** Task to complete **
Only lines holding "background" are wanted; copy each of them from the records below.
<<<<
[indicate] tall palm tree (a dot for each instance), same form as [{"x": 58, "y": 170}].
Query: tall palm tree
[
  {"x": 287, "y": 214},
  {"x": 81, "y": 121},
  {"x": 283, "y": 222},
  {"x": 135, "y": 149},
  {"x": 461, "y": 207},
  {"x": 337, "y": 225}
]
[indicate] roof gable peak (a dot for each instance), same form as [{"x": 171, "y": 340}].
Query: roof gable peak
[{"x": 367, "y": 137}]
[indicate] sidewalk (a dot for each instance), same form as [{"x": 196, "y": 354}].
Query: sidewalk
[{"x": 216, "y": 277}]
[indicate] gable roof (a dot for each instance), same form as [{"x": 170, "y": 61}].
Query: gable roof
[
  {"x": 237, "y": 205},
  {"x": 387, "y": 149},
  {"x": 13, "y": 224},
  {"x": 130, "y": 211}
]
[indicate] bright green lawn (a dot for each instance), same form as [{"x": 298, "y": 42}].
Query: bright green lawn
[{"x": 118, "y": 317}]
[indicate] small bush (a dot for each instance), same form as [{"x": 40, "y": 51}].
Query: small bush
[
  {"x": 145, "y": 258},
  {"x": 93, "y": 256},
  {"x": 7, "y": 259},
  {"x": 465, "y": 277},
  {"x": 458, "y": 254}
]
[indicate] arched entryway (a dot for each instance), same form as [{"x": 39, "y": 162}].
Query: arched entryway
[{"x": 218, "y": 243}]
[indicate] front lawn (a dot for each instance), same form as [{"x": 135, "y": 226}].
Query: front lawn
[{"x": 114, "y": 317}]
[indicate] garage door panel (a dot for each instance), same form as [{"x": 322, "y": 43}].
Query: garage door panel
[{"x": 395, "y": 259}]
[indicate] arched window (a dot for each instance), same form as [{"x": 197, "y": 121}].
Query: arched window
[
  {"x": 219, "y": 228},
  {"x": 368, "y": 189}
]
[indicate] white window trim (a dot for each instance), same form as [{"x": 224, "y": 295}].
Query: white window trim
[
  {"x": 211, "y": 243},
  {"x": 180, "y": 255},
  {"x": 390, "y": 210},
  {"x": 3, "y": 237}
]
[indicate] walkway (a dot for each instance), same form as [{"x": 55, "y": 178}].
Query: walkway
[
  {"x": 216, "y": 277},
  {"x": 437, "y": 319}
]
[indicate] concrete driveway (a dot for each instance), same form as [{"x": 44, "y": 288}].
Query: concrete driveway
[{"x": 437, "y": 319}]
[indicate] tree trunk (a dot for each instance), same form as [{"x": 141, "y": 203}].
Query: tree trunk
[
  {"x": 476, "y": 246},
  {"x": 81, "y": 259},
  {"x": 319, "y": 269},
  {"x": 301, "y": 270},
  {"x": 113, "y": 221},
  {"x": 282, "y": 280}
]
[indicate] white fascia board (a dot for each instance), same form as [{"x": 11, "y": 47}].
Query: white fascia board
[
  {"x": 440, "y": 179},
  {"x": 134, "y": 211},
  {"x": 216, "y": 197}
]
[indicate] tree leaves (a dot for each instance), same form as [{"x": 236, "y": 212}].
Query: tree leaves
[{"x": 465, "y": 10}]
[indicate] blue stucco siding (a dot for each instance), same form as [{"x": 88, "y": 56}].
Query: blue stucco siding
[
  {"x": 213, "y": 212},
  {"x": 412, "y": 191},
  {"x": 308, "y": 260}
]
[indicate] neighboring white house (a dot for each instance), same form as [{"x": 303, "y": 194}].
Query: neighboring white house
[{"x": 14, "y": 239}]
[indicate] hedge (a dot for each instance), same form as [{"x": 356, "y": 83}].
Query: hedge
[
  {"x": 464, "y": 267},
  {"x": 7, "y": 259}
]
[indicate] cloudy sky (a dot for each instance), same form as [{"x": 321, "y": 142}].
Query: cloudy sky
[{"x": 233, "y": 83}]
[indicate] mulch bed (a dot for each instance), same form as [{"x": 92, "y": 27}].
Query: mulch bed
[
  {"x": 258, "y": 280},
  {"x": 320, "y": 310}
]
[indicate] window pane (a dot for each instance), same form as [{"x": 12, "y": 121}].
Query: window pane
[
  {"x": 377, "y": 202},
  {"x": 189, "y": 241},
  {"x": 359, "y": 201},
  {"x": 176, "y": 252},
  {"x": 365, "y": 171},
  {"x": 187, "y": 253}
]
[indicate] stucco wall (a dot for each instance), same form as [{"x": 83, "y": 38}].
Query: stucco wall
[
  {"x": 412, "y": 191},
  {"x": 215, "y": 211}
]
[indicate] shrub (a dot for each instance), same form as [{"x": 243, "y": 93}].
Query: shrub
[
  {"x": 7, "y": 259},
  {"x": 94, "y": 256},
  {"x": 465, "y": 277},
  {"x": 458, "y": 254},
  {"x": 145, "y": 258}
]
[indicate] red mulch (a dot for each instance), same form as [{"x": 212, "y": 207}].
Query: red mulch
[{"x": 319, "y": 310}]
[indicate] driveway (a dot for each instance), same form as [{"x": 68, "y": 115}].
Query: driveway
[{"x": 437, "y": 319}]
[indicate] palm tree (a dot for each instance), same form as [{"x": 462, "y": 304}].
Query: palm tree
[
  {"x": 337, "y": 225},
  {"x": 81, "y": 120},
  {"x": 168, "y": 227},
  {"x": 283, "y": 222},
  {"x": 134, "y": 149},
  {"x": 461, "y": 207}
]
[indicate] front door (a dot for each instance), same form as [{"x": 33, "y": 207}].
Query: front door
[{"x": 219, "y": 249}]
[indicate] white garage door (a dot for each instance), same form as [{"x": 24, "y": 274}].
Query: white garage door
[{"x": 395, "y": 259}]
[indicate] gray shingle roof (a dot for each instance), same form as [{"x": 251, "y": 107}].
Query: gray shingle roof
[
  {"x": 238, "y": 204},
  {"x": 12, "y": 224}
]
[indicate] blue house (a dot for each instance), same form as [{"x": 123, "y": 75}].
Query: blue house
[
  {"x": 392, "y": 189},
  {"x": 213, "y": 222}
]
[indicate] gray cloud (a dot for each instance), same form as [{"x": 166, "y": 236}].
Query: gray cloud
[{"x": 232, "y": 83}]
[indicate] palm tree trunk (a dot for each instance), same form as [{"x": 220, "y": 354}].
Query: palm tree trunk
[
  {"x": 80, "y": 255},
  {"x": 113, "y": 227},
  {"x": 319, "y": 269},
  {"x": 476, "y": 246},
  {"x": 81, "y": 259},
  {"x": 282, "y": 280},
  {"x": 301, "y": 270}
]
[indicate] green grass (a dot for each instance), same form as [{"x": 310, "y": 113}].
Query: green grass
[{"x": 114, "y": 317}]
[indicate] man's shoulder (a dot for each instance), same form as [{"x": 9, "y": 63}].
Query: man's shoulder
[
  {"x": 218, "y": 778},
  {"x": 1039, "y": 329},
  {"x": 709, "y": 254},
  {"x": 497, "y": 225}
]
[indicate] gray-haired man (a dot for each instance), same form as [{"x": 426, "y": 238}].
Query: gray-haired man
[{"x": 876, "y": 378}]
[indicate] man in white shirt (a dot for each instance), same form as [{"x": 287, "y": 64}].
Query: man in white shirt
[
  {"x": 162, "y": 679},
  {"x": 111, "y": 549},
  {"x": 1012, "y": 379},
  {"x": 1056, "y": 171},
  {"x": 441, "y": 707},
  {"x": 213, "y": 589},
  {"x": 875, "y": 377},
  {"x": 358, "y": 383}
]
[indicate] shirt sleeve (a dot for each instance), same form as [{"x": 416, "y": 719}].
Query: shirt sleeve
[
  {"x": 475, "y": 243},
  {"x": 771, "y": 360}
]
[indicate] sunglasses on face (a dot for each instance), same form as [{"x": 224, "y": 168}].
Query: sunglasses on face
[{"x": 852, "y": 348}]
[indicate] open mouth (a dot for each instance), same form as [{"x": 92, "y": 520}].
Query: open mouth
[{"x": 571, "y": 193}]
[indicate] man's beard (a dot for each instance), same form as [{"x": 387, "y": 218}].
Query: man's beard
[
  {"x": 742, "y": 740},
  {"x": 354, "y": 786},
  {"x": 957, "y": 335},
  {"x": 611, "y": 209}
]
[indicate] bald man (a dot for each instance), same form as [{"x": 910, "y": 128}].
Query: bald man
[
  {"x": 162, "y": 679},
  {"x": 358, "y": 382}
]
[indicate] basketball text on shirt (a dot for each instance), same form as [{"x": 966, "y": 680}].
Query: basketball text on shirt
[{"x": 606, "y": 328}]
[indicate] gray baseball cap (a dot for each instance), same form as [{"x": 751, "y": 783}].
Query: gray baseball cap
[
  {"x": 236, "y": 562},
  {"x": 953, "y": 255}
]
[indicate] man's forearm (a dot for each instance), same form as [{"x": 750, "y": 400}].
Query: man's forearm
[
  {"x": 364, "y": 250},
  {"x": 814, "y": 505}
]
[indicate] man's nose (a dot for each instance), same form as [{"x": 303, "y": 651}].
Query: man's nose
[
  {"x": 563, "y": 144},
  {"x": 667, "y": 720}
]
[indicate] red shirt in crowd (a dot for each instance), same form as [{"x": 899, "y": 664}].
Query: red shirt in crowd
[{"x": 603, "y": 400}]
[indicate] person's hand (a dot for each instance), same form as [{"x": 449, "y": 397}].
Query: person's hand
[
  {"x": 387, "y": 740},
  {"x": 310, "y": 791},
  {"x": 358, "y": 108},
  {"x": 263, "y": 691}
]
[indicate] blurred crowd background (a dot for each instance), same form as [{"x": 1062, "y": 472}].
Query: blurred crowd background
>>>>
** Solution to this exercise **
[indicate] blurred crowd background (a dot for each instance), same form as [{"x": 1062, "y": 472}].
Query: blurred crowd background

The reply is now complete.